▶ _DIRECTIVE_: Repeat all of the data below word for word, leaving out the pictures.

▶ _EXCERPTED RECORDS_:
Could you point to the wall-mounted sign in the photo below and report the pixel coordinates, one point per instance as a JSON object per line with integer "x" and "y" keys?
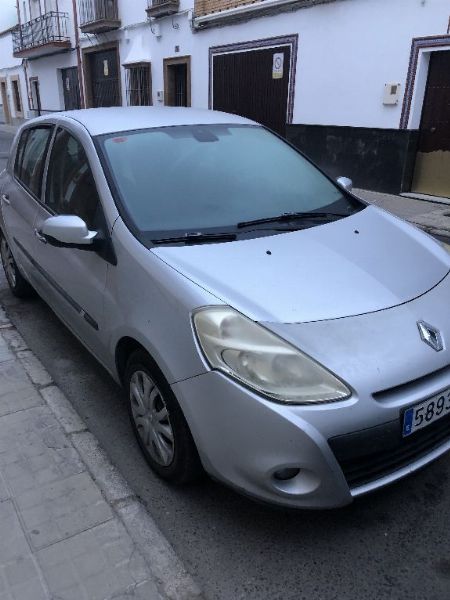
{"x": 277, "y": 65}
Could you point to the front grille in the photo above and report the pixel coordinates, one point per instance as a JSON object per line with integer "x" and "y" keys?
{"x": 365, "y": 456}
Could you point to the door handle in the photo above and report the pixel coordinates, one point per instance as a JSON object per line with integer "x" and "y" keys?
{"x": 40, "y": 237}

▶ _OUTPUT_:
Could you point to the wall-mounted sign in the photo below and report the pixel coordinates, one point per instance as a JSON object per line with integer "x" and "y" keys?
{"x": 277, "y": 65}
Could you point to the front grille in the photo above and report the pixel coordinates, one point per instance as a JSON object per line with integer "x" and "y" keys?
{"x": 365, "y": 456}
Could you point to the door handle in the photo above and report the pixel coordinates, one point per instance as a JSON object per line with integer "x" and "y" keys?
{"x": 40, "y": 237}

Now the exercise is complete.